### EXERCISE REQUIREMENTS
Rewrite every one of the records with "pixel coordinates" changed to "pixel positions" and nothing else altered.

### MATERIALS PROVIDED
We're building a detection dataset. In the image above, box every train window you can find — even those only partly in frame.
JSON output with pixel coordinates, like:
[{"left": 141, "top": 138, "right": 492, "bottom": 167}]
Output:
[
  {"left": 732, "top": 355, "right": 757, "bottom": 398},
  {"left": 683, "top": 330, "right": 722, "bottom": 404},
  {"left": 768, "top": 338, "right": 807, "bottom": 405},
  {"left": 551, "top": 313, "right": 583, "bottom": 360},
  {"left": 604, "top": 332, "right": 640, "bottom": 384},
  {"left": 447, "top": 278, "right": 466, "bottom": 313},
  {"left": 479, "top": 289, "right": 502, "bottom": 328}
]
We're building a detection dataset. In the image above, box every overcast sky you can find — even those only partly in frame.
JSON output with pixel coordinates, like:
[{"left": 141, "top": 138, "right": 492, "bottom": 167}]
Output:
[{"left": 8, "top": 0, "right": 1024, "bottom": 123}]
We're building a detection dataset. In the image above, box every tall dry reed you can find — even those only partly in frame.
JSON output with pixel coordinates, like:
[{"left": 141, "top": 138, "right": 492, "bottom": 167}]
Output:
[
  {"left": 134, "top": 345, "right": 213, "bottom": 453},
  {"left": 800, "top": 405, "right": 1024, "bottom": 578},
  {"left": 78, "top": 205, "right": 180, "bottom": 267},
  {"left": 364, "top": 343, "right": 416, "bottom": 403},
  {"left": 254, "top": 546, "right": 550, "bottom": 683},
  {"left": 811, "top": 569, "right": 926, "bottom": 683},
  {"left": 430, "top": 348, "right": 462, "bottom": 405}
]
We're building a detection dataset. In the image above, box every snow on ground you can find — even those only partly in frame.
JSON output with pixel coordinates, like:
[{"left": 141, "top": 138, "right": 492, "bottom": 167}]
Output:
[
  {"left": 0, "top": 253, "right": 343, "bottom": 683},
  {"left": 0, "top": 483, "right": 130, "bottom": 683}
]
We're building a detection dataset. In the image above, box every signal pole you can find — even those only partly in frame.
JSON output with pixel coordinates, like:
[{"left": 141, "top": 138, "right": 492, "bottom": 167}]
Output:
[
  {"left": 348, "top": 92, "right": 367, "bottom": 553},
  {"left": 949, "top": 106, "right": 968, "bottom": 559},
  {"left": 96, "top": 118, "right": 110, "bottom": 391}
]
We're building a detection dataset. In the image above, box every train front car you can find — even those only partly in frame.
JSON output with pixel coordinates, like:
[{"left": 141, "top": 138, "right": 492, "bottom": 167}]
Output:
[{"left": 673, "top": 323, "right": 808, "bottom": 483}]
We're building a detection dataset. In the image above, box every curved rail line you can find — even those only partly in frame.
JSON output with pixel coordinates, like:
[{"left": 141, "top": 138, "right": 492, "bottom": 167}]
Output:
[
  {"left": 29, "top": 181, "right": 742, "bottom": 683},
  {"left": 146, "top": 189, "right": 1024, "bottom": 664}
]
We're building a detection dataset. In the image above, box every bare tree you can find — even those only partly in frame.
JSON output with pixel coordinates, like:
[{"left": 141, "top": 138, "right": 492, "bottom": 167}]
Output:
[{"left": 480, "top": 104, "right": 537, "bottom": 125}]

### WRITTEN SOLUTION
We're building a detection dataset. In the image above, box every train window you can find — even those only partly in frame.
JSON output with pixel positions, like:
[{"left": 141, "top": 138, "right": 492, "bottom": 167}]
Output:
[
  {"left": 732, "top": 355, "right": 757, "bottom": 398},
  {"left": 683, "top": 330, "right": 722, "bottom": 404},
  {"left": 768, "top": 338, "right": 807, "bottom": 405},
  {"left": 551, "top": 313, "right": 583, "bottom": 360},
  {"left": 604, "top": 332, "right": 640, "bottom": 384},
  {"left": 447, "top": 278, "right": 466, "bottom": 313},
  {"left": 479, "top": 289, "right": 502, "bottom": 328}
]
We're building a detection dataset. In the image above, box every overcast sky you can find — even those only partly in frame.
JSON output with pixel positions, like:
[{"left": 141, "top": 138, "right": 492, "bottom": 167}]
Output:
[{"left": 8, "top": 0, "right": 1024, "bottom": 123}]
We're building a detection dataset. In the image above, box every tall dry reed you can find — even those only partly in frame.
JSON output with pixel positions, like:
[{"left": 141, "top": 138, "right": 492, "bottom": 167}]
Output:
[
  {"left": 134, "top": 345, "right": 213, "bottom": 453},
  {"left": 800, "top": 405, "right": 1024, "bottom": 578},
  {"left": 78, "top": 205, "right": 180, "bottom": 267},
  {"left": 364, "top": 343, "right": 416, "bottom": 403},
  {"left": 254, "top": 546, "right": 550, "bottom": 683},
  {"left": 811, "top": 569, "right": 926, "bottom": 683},
  {"left": 430, "top": 348, "right": 462, "bottom": 405}
]
We're building a detection dataset. In the image above, box every snow on ground you can find — even those only partly in frame.
JSON output with pixel positions, like:
[{"left": 141, "top": 138, "right": 492, "bottom": 167}]
Output:
[
  {"left": 0, "top": 253, "right": 343, "bottom": 683},
  {"left": 0, "top": 483, "right": 130, "bottom": 683}
]
We're building a detection dataset. In the image above, box every signal pole you can find — even those only partly in frame.
JSON output with pixel positions, like:
[{"left": 141, "top": 138, "right": 492, "bottom": 167}]
Output:
[
  {"left": 348, "top": 92, "right": 367, "bottom": 553},
  {"left": 949, "top": 106, "right": 968, "bottom": 559},
  {"left": 96, "top": 118, "right": 110, "bottom": 391}
]
We're building a detection dataset. In the image above, box every train front car you can find — even those only partly in frame.
JSON output with pixel positions, like:
[{"left": 141, "top": 138, "right": 492, "bottom": 167}]
Output:
[{"left": 673, "top": 323, "right": 808, "bottom": 483}]
We're building a detection dataset. In the image above, box every curved rail line you can find — even those only partly in frame.
JSON output with pixel positions, like:
[{"left": 141, "top": 138, "right": 492, "bottom": 167}]
Output:
[
  {"left": 29, "top": 181, "right": 742, "bottom": 683},
  {"left": 146, "top": 189, "right": 1024, "bottom": 664}
]
We're building a detection dataset. In the image above, box every bare tree you can find — even those only partly in frame.
JSON output with pixel positions, like:
[{"left": 141, "top": 138, "right": 492, "bottom": 167}]
Output:
[{"left": 480, "top": 104, "right": 537, "bottom": 125}]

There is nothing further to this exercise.